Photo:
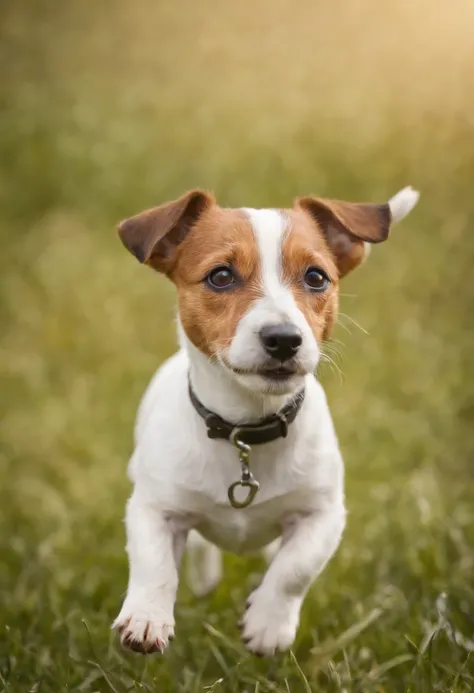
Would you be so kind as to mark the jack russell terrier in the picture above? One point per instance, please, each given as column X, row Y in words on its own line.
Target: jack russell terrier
column 234, row 443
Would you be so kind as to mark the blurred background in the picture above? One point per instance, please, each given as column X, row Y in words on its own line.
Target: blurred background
column 112, row 106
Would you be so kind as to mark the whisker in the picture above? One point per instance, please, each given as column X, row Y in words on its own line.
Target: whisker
column 354, row 322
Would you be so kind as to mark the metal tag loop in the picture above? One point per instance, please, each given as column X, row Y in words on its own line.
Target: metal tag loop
column 247, row 479
column 253, row 487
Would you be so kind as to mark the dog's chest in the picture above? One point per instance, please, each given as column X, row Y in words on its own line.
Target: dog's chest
column 247, row 529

——

== WRITTEN TASK ==
Reproduce all of the lines above word for word, leaving out the picture.

== CORRECT OUTPUT ==
Photo:
Would you be so kind as to mark the jack russell terrier in the picture above? One point per instance, please, each given as column X, row Y in words on its own line.
Target: jack russell terrier
column 234, row 443
Would you be so kind as to mark the blurred background in the picture above? One point per instance, please, each given as column X, row Y in words on its own line.
Target: blurred background
column 112, row 106
Would you be so kind as to mark the whisker in the picture above? One point per instance, please, each given as column X, row Y in words on its own line.
Target: whisker
column 354, row 322
Would you be so kind as to mark the metal tag loop in the picture above? One point per instance, please, each given as column X, row Y in words on its own line.
Target: metal tag loop
column 247, row 479
column 253, row 487
Would you be so kind as to mark the dog's chest in the picture above? One point per instance, please, each given as column X, row Y in words on its own line.
Target: dog's chest
column 247, row 529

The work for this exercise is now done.